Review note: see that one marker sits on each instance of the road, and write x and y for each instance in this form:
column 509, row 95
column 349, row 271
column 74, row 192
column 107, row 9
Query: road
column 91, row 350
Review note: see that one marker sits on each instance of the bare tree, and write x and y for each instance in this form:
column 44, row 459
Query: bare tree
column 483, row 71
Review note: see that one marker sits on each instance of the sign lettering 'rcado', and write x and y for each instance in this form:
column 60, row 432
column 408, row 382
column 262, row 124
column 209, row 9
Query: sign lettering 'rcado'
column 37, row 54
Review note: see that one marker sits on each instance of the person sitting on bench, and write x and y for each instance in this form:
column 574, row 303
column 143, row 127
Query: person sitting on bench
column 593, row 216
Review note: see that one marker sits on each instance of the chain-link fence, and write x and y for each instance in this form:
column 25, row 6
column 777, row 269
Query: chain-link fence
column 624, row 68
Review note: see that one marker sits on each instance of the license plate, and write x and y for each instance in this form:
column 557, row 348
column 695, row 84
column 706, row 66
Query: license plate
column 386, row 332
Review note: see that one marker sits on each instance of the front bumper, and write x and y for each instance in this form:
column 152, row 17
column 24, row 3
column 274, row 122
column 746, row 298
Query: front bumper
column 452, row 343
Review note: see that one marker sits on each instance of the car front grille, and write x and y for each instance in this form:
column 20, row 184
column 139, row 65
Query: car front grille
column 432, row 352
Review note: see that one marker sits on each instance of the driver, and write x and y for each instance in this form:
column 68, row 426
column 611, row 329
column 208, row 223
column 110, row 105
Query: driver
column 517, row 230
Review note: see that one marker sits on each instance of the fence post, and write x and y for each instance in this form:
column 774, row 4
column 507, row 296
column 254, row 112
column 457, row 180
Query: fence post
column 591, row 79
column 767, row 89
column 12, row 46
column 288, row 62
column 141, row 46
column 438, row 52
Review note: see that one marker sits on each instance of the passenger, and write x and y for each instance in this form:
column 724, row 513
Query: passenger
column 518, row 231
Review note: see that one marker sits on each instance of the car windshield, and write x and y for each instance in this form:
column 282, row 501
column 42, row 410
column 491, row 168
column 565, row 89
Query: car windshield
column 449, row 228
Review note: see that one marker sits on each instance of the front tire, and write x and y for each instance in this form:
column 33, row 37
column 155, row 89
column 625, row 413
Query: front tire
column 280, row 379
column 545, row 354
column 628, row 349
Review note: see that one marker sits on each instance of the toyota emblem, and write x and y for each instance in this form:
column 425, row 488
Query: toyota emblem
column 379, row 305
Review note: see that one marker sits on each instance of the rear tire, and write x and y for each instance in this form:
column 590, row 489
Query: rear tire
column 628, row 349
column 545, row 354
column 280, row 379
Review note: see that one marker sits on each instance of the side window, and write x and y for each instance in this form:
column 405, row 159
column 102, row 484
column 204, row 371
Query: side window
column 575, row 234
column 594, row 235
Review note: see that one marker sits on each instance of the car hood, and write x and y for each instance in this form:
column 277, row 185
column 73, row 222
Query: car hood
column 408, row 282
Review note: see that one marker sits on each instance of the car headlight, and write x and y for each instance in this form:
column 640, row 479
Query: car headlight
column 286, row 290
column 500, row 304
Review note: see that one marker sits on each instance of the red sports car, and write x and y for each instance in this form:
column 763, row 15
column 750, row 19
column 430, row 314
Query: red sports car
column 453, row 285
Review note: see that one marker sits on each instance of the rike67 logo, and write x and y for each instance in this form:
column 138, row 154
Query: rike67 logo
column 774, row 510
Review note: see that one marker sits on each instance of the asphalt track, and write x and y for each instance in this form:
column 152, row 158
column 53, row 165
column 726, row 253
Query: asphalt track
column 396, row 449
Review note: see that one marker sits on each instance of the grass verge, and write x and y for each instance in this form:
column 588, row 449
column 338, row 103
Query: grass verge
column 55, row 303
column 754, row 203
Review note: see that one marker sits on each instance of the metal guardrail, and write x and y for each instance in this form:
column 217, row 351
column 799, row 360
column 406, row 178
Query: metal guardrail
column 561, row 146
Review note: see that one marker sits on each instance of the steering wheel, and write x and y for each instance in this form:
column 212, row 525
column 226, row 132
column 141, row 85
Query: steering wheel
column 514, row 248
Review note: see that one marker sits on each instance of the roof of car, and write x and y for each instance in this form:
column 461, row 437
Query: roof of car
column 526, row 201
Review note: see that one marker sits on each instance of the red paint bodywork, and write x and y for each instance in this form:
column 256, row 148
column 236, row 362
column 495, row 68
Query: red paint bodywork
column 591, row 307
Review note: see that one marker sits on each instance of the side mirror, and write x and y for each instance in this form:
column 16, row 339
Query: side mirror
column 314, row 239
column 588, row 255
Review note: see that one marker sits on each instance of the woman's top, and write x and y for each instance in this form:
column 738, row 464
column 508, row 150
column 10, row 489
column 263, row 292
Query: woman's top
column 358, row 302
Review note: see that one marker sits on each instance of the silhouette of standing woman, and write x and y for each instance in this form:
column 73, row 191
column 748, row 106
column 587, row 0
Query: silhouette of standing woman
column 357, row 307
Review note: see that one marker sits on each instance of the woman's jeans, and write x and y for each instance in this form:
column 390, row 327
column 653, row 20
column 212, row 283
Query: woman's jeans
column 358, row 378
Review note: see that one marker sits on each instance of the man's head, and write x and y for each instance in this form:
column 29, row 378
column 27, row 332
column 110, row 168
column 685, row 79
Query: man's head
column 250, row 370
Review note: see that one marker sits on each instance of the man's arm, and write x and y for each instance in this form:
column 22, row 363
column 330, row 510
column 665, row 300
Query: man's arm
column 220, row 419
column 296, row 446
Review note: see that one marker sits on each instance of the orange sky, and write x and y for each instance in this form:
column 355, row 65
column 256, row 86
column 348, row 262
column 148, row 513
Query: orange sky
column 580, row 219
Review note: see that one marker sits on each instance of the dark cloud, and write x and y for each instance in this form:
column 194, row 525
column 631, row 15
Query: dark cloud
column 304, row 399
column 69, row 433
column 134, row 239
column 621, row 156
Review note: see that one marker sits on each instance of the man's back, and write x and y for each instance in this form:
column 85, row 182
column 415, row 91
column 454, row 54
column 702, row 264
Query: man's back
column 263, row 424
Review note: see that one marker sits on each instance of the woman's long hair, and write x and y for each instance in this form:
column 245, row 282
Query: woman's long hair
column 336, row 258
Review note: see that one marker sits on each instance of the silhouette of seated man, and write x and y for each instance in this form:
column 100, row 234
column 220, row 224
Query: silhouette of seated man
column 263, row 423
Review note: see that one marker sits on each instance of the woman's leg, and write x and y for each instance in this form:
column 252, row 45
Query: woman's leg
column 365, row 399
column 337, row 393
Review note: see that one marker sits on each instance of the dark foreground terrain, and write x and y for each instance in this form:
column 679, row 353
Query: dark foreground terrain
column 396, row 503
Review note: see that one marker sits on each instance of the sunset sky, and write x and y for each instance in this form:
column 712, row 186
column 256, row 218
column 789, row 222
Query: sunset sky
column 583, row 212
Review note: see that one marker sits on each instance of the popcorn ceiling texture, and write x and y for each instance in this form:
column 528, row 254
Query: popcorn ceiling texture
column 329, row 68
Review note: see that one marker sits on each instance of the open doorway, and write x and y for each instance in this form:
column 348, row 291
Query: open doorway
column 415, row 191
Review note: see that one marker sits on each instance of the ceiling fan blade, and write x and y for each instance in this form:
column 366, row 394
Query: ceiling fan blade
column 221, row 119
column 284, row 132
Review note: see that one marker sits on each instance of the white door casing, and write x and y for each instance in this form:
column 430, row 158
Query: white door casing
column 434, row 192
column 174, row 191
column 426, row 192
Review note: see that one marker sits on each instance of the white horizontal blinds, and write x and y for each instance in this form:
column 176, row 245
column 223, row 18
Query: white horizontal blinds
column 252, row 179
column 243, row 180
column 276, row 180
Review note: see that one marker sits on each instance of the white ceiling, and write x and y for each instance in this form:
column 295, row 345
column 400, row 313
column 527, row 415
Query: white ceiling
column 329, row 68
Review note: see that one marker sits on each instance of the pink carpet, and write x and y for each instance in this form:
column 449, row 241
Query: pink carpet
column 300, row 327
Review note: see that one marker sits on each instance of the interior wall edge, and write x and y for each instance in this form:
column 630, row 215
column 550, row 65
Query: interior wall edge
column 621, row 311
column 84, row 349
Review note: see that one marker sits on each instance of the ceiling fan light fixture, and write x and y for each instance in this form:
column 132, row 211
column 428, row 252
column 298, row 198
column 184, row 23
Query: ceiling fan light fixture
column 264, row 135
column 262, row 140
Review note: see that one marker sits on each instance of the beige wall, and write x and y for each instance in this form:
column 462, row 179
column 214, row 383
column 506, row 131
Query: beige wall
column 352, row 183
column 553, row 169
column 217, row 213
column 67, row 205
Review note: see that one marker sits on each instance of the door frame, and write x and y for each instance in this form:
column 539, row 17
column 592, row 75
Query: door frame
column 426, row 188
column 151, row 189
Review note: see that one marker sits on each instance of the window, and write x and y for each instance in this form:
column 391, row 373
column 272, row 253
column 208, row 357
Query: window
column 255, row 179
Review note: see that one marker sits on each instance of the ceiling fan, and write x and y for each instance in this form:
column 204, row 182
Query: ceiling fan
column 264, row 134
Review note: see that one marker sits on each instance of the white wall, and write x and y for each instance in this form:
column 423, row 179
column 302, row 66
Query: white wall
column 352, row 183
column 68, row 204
========================
### Directions for this task:
From the line holding "column 262, row 124" to the line holding "column 20, row 184", inclusive, restate each line above exactly as written.

### Response below:
column 262, row 124
column 209, row 9
Query: sign lettering 'rcado'
column 37, row 54
Review note: see that one marker sits on each instance of the person sitting on bench, and write x and y for each instance in this form:
column 574, row 303
column 143, row 127
Query: person sitting on bench
column 593, row 216
Review note: see that one marker sits on each instance of the chain-link fence, and write x and y for each instance in this form:
column 25, row 6
column 777, row 269
Query: chain-link fence
column 624, row 68
Review note: see that one marker sits on each instance of the license plate, and write x and y for each instance in this form:
column 557, row 348
column 695, row 84
column 706, row 66
Query: license plate
column 386, row 332
Review note: see that one marker sits on each instance of the front bumper, and write x and y for each instance in this form:
column 152, row 17
column 24, row 3
column 274, row 122
column 746, row 298
Query: front bumper
column 452, row 343
Review note: see that one marker sits on each instance of the car front grille, and write x and y for each instance in this form:
column 20, row 184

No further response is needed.